[Actions to take]:
1 – In the passage on zinc in ancient seawater, what job does Clint Scott now hold?
2 – Pick up the passage on zinc in ancient seawater after its last sentence and continue it.

But after analyzing marine black shale samples from North America, Africa, Australia, Asia and Europe, ranging in age from 2.7 billion years to 580 million years old, the researchers found that the shales reflect high seawater zinc availability and that zinc concentrations during the Proterozoic (2.5 billion to 542 million years ago) were similar to modern concentrations. Zinc, the researchers posit, was never biolimiting.
Study results appear online Dec. 23 in Nature Geoscience.
“We argue that the concentration of zinc in ancient marine black shales is directly related to the concentrations of zinc in seawater and show that zinc is abundant in these rocks throughout Earth’s history,” said Clint Scott, the first author of the research paper and a former UC Riverside graduate student. “We found no evidence for zinc biolimitation in seawater.”
Scott, now a research geologist with the U.S. Geological Survey, explained that the connection between zinc limitation and the evolution of eukaryotes was based largely on the hypothesis that Proterozoic oceans were broadly sulfidic. Under broadly sulfidic conditions, zinc should have been scarce because it would have rapidly precipitated in the oceans, he explained.
“However, a 2011 research paper in Nature also published by our group at UCR demonstrated that Proterozoic oceans were more likely broadly ferruginous — that is, low in oxygen and iron-rich — and that sulfidic conditions were more restricted than previously thought,” said Scott, who performed the research in the lab of Timothy Lyons, a professor of biogeochemistry and the principal investigator of the research project.

[Dataset entries]:
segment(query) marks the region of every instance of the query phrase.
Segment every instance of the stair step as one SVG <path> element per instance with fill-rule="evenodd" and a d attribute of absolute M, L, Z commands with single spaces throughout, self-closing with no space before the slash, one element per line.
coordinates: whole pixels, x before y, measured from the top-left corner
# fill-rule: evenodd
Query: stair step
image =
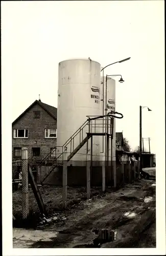
<path fill-rule="evenodd" d="M 89 137 L 88 137 L 89 139 Z M 67 161 L 69 161 L 72 157 L 80 150 L 81 147 L 82 147 L 84 144 L 87 142 L 87 137 L 86 137 L 80 143 L 80 144 L 73 151 L 73 152 L 68 156 L 67 157 Z"/>

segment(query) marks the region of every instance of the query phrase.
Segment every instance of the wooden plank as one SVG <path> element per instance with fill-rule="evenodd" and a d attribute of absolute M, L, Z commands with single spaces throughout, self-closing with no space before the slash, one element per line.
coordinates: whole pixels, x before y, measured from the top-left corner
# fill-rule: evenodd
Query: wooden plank
<path fill-rule="evenodd" d="M 39 190 L 38 188 L 37 184 L 35 182 L 31 168 L 29 165 L 28 168 L 28 172 L 29 174 L 29 179 L 30 179 L 29 181 L 31 186 L 32 191 L 36 200 L 38 206 L 40 209 L 40 212 L 41 214 L 45 214 L 46 211 L 45 209 L 44 205 L 41 194 L 40 193 Z"/>

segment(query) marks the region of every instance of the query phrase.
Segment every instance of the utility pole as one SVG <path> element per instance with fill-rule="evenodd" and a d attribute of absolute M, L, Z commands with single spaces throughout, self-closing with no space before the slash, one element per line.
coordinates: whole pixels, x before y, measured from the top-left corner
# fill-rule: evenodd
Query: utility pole
<path fill-rule="evenodd" d="M 151 154 L 151 149 L 150 147 L 150 138 L 148 138 L 149 139 L 149 154 Z"/>
<path fill-rule="evenodd" d="M 142 170 L 142 107 L 139 106 L 139 157 L 140 172 Z"/>

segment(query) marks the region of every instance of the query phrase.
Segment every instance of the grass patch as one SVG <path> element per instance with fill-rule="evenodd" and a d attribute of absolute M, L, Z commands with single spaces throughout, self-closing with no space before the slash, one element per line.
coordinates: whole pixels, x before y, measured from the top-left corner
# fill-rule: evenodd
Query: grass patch
<path fill-rule="evenodd" d="M 64 208 L 62 201 L 62 187 L 43 185 L 39 187 L 47 217 L 50 217 L 54 212 L 68 210 L 73 205 L 78 204 L 80 201 L 86 200 L 86 187 L 67 187 L 66 207 Z M 91 197 L 100 195 L 101 188 L 91 188 Z M 41 215 L 31 188 L 29 189 L 29 215 L 26 220 L 22 220 L 22 192 L 18 190 L 13 192 L 13 215 L 15 218 L 13 226 L 16 227 L 35 227 L 38 224 Z"/>

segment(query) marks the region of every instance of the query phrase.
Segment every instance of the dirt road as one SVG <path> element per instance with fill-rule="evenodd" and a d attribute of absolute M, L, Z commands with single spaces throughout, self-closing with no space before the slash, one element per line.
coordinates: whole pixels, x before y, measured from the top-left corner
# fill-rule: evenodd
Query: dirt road
<path fill-rule="evenodd" d="M 31 235 L 13 229 L 13 248 L 154 248 L 155 190 L 141 180 L 80 202 Z"/>

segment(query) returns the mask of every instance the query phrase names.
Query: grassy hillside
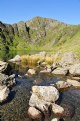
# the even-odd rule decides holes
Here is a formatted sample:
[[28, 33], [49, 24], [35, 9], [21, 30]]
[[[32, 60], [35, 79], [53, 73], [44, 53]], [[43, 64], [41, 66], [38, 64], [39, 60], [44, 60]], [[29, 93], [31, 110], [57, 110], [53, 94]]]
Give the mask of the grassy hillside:
[[[80, 52], [80, 25], [35, 17], [13, 25], [0, 22], [0, 55], [14, 56], [30, 51]], [[3, 53], [4, 52], [4, 53]]]

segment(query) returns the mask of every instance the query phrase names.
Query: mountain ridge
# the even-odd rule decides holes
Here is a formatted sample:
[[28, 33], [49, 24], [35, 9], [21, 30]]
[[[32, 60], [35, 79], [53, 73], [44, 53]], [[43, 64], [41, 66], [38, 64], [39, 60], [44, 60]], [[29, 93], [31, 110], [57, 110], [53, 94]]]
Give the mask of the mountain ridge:
[[[70, 25], [57, 20], [35, 17], [16, 24], [0, 22], [0, 50], [79, 51], [80, 25]], [[78, 49], [78, 50], [77, 50]]]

[Expected results]:
1 – He is a research geologist with the U.S. Geological Survey.

2 –
The research team argues that ferruginous deep oceans, combined with large hydrothermal fluxes of zinc via volcanic activity on the seafloor, maintained high levels of dissolved zinc throughout the oceans and provided a relatively stable marine reservoir of the trace metal over the past 2.7 billion years.
“The key challenge in understanding the early evolution of life is recognizing the environmental conditions under which that life first appeared and diversified,” Lyons said. “We have taken a very direct approach that specifically tracks the availability of essential micronutrients, and, to our surprise, zinc supplies in ancient seawater were much higher and less variable than previously imagined.
“We can imagine for the first time,” he quipped, “that zinc supplements were not on the shopping lists of our early eukaryotic ancestors, and so we better find another reason to explain the mysterious delay in their rise in the ocean.”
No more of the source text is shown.